**Excerpt provided**
By Michael Barris in New York | China Daily USA | Updated: 2014-02-18 10:48

China made no headway last year toward its goal of growing through domestic consumption, as investment accounted for more than half the nation's economic activity, a US expert on China's economy said.

"We just didn't see any progress," David Dollar, a former US Treasury Department economic and financial emissary to China, told China Daily in an interview.

Dollar said that although China's gross domestic product grew 7.7 percent in 2013, beating the government's 7.5 percent target, the nation's economy still hasn't seen the changes that many economists say would set it on a sustainable course for growth - chiefly greater domestic consumption and less investment and export-driven growth.

"My main concern is the majority of growth (in 2013) came from investment," said Dollar, who held the Treasury post from 2009 to 2013 and now is a senior fellow at the Brookings Institution's John L. Thornton China Center in Washington.

Government data last month showed capital formation accounted for 54 percent of China's economic growth last year, exceeding the 50 percent share taken up by consumption. Public investment accelerated during the second half of the year as the government sought to boost lower than expected growth from the first half of the year.

The results underscored the challenge that China faces in trying to emulate countries with consumption-driven economies after three decades of double-digit growth generated predominantly by exports and investment. Despite its need to reduce investment, investment-related growth has actually increased slightly, Dollar said.

"It would be fair to describe the situation as somewhat stable in how GDP is divided between investment and consumption," Dollar said. "But I think China needs a transformation where it relies more on consumption."

The idea of investment driving more than half of GDP growth is unprecedented in a large economy, Dollar said. "The risk there is that there's too much investment in certain sectors. You are building up the capital stock very quickly, housing stock, manufacturing capacity, local government infrastructure. I worry that if you build that up too quickly, some of that will be inefficient investment. It doesn't generate the return and that traces back to weaknesses in the financial system".

China's dependence on credit-fueled growth deepening in recent years led to its central auditing agency reporting in December that the total debt of local governments in the country had soared to nearly $3 trillion.

The growth of the debt load sparked warnings that China's 56.9 trillion yuan ($9.4 trillion) economy could be headed for a catastrophic crash. US business magnate, investor and philanthropist George Soros, citing the "unresolved self-contradiction" in China's policies, wrote in a Jan 2 essay on Project Syndicate, a global affairs commentary website, that China's debt growth "cannot be sustained for much longer than a couple of years".

**What to work on**
List every percentage figure in the article on China's economic growth, and say what each one measures.

**Position annotation records**
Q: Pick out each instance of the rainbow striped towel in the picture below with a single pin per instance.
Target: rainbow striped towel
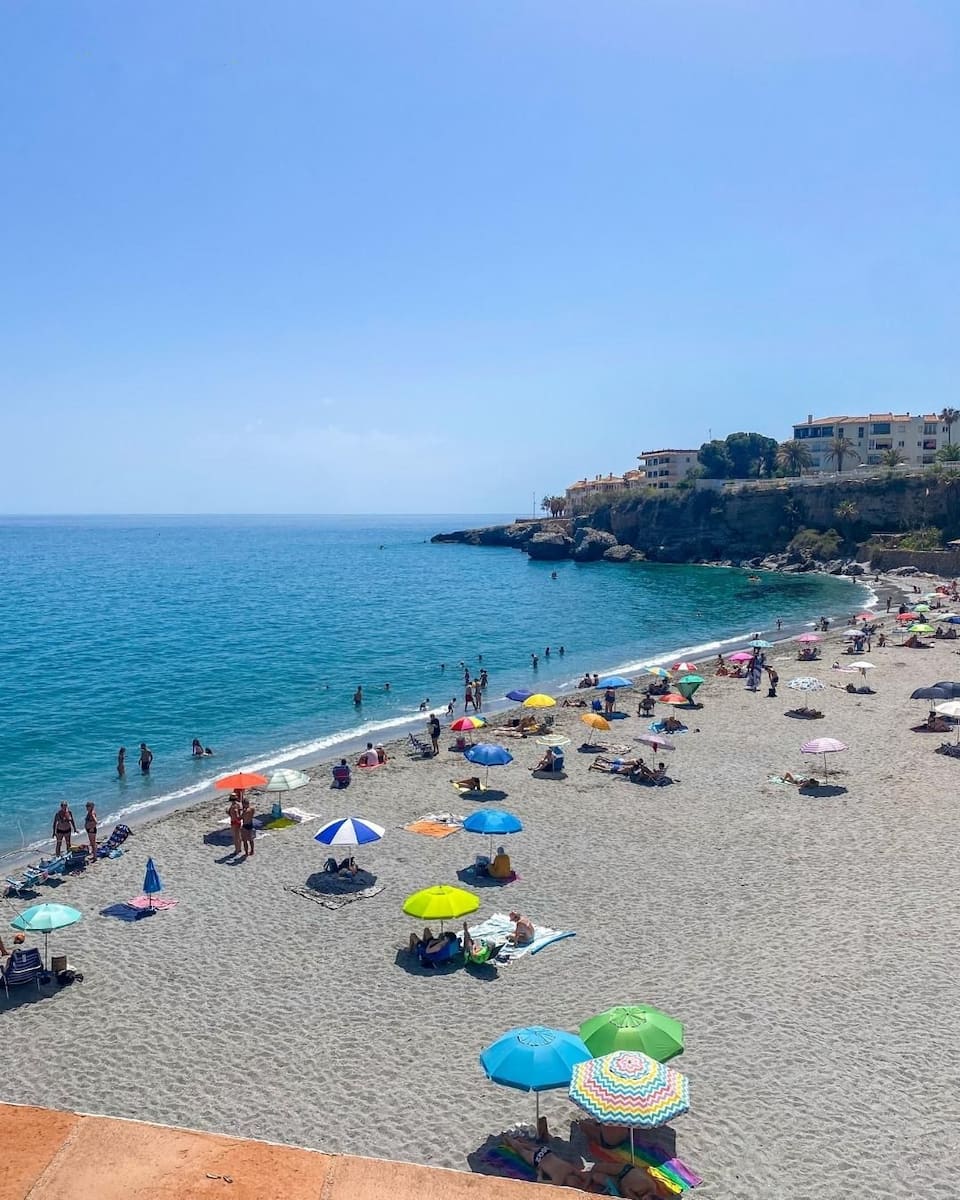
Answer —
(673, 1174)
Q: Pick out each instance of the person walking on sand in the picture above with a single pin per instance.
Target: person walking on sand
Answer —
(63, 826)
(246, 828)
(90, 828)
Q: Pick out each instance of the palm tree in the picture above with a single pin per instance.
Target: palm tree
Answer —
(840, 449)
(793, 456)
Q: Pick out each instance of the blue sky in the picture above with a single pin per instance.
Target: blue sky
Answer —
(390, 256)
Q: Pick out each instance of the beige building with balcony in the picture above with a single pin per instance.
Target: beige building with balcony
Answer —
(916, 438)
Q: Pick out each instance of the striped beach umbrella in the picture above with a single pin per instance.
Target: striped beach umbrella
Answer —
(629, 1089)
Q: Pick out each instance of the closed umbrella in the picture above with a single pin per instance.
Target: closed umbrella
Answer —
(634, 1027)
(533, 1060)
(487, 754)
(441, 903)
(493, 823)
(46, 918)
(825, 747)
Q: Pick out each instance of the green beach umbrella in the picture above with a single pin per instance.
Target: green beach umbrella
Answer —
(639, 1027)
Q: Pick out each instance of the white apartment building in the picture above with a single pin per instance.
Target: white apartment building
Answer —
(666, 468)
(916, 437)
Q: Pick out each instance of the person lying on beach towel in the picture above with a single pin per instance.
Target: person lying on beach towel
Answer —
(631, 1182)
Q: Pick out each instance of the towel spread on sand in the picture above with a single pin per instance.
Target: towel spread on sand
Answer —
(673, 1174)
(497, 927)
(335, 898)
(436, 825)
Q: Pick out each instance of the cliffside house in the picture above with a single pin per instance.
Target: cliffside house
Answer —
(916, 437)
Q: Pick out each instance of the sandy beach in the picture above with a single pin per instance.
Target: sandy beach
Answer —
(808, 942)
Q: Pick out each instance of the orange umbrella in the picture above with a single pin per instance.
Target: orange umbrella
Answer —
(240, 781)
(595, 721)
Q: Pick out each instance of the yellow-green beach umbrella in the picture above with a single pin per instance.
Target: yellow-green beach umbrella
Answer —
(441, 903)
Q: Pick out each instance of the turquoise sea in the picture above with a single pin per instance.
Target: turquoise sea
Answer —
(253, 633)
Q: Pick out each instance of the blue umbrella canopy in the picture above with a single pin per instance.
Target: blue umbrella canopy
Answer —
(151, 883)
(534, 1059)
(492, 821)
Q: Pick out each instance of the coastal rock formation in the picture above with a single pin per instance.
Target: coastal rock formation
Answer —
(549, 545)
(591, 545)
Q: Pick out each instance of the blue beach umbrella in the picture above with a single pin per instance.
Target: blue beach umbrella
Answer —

**Output**
- 7.7 percent: China's gross domestic product growth in 2013
- 7.5 percent: the government's growth target
- 54 percent: the share of China's economic growth last year accounted for by capital formation
- 50 percent: the share of that growth taken up by consumption